* **Exercise task**
Gather every line of the records below that contains the word "house", and copy each one in full.

(Data taken from a collection)
%%

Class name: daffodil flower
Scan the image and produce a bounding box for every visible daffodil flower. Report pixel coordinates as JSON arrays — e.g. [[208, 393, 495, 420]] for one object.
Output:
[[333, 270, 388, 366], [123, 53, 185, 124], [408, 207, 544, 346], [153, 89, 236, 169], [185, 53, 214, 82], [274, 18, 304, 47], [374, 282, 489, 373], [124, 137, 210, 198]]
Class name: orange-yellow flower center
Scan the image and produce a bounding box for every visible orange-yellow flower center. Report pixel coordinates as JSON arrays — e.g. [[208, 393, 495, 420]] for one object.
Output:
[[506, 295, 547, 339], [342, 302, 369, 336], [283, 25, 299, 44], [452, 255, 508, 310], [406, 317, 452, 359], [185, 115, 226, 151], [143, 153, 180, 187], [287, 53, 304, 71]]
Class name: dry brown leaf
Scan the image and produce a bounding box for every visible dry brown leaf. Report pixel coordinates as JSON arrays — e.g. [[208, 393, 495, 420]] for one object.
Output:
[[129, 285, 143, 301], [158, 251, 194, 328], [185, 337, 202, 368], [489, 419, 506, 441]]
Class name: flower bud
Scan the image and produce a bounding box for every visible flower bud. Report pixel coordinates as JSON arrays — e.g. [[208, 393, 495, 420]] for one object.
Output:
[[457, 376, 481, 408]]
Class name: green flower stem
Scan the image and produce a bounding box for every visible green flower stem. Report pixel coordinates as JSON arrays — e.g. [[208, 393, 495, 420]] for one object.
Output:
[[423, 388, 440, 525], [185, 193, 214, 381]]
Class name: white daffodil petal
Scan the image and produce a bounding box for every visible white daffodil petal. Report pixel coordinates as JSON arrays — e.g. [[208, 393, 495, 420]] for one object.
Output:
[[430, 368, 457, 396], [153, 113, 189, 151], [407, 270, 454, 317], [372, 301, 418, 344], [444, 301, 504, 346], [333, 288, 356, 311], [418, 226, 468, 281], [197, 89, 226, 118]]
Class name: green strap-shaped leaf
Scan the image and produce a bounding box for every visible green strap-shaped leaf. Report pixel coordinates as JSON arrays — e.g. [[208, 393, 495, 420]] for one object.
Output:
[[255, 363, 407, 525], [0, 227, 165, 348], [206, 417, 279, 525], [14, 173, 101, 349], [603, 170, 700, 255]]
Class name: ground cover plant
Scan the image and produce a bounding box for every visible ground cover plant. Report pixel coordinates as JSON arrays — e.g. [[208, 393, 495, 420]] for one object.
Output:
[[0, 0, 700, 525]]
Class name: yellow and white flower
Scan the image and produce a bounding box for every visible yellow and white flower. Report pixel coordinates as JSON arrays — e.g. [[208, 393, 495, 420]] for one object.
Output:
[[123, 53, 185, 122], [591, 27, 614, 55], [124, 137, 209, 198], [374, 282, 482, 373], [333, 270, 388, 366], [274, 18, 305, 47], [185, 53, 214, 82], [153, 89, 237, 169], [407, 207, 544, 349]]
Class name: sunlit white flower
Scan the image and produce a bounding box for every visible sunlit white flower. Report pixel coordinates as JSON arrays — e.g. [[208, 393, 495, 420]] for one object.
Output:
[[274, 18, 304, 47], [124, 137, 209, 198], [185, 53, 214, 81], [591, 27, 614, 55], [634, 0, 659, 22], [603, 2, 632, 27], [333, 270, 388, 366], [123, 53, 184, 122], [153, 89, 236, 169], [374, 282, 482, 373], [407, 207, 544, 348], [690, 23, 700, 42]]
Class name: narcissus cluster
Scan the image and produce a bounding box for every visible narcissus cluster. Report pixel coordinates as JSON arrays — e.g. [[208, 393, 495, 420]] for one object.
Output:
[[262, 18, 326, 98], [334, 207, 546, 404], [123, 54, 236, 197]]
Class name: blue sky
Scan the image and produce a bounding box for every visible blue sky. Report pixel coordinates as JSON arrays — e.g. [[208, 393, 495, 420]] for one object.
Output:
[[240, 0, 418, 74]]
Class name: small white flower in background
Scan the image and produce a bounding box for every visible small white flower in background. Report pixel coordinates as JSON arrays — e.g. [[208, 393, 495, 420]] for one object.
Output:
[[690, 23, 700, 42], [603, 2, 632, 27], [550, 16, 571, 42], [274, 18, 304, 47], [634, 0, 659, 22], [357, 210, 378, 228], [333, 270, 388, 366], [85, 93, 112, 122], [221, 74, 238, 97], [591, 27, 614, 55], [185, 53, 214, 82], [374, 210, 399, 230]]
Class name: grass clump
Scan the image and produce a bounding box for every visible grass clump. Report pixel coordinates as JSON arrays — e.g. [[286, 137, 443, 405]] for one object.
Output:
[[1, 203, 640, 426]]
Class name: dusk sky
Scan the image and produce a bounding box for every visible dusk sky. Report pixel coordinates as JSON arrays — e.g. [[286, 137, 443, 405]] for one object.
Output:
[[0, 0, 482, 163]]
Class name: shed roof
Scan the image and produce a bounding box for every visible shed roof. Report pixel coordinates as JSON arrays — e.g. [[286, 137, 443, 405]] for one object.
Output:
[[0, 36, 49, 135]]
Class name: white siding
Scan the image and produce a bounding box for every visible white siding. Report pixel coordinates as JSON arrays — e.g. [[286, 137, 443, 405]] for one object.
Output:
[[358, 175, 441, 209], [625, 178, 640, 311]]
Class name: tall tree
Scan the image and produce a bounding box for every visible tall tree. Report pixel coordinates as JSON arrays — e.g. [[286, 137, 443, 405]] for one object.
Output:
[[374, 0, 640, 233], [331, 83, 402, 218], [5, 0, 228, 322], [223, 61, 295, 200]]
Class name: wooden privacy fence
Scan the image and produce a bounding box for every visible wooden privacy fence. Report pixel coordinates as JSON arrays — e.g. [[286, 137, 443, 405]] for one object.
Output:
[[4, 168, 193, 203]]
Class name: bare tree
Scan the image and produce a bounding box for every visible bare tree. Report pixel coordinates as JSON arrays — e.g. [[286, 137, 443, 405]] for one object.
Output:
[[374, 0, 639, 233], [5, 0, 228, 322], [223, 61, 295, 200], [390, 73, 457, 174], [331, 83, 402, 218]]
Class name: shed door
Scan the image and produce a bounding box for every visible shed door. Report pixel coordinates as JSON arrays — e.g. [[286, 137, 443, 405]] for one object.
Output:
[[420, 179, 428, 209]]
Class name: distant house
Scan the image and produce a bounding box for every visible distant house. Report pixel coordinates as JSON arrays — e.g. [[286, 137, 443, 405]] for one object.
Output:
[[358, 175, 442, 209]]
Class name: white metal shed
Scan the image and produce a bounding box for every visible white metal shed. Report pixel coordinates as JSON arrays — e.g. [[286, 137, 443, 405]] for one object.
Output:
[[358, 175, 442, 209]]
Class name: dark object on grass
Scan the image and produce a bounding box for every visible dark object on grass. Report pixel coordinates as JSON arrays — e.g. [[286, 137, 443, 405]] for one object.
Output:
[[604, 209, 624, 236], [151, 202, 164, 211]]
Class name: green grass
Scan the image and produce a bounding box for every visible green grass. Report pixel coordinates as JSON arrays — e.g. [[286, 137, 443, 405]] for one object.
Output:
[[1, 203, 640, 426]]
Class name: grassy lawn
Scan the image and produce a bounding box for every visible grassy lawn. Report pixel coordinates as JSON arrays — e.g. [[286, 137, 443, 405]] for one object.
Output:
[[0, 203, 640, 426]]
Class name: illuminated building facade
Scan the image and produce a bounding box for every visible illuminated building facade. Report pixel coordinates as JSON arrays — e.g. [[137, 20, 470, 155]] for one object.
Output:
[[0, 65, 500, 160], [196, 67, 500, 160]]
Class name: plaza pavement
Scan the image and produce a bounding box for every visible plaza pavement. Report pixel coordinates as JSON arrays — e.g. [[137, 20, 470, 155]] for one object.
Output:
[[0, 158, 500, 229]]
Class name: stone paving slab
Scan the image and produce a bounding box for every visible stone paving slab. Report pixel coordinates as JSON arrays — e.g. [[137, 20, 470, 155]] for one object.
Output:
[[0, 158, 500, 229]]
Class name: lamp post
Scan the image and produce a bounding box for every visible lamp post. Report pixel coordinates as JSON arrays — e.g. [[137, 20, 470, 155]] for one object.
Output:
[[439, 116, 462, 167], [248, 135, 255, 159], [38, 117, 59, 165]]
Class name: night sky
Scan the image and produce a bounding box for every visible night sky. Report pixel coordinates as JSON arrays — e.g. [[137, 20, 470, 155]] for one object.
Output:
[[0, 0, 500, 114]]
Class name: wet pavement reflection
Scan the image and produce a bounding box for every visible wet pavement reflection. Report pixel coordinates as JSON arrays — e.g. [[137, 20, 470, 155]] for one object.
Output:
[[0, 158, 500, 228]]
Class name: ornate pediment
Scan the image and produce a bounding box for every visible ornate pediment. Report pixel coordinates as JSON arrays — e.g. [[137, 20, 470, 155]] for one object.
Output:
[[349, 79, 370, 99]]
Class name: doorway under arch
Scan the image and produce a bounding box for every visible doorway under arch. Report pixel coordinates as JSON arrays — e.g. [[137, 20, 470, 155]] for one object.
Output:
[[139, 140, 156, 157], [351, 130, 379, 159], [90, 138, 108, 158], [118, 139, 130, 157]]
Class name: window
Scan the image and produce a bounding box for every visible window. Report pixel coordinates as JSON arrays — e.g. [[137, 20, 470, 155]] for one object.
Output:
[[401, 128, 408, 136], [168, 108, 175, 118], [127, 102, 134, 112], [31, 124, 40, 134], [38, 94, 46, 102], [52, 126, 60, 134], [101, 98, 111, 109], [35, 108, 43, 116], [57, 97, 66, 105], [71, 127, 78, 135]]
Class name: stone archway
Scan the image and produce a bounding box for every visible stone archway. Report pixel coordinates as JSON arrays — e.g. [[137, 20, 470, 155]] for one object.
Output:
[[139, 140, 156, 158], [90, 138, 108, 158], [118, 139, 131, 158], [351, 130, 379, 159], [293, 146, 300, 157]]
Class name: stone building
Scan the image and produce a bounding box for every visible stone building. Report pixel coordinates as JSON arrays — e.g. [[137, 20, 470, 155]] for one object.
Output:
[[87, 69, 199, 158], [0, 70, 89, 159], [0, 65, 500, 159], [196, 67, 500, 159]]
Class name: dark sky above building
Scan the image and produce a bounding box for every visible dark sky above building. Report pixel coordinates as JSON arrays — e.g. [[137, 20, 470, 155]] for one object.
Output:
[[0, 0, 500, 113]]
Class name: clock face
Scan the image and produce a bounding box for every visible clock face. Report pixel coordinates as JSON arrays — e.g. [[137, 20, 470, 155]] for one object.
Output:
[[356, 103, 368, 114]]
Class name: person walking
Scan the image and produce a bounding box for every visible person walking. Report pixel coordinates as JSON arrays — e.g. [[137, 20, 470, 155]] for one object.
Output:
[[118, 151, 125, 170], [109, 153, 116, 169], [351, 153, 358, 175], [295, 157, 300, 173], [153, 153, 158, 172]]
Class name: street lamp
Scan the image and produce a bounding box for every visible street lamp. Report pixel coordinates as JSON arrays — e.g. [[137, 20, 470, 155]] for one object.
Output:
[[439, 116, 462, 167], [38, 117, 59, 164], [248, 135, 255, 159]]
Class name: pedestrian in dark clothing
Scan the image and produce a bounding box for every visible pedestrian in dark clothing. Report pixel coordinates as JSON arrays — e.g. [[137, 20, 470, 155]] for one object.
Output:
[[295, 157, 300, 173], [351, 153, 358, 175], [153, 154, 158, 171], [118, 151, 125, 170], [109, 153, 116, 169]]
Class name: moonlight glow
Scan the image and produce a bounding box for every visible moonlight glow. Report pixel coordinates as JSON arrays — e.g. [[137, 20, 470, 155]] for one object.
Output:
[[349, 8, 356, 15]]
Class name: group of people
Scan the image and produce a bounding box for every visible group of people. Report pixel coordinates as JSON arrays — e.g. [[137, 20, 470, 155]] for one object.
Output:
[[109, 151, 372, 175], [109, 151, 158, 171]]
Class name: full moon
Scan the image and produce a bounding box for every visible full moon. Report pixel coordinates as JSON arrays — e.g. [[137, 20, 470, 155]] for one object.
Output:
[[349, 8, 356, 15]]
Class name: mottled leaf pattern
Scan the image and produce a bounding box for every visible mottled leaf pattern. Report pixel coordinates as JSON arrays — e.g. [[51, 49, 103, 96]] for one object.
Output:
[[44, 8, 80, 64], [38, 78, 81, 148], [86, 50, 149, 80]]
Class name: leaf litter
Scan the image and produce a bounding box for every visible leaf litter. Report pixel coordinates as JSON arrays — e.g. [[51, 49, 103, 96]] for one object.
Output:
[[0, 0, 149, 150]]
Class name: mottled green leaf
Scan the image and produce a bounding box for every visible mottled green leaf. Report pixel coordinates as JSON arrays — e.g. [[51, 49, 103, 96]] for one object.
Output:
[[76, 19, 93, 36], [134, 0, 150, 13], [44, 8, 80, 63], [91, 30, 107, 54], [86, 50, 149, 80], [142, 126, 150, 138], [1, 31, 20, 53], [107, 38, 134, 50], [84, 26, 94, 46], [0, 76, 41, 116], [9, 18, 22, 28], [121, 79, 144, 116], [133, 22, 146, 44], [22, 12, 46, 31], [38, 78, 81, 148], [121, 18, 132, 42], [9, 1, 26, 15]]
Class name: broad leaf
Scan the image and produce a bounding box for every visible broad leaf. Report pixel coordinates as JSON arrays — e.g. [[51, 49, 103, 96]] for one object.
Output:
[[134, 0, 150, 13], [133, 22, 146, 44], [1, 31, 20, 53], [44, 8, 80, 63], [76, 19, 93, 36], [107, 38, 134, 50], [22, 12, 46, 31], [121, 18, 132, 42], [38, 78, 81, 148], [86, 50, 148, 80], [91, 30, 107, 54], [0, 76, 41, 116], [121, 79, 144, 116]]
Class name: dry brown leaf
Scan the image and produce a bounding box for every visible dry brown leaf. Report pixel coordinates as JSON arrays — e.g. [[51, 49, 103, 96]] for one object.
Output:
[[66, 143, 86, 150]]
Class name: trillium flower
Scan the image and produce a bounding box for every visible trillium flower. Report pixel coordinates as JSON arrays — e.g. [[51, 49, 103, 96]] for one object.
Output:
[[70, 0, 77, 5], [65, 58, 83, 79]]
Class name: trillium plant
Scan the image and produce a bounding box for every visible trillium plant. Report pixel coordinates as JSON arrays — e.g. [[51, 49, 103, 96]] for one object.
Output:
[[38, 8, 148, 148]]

%%

* **Solution to this problem**
Class name: distant house
Scan the image and produce a bounding box for every visible distant house. Report pixel coordinates as JSON arrays — e.g. [[286, 137, 443, 405]] for one object.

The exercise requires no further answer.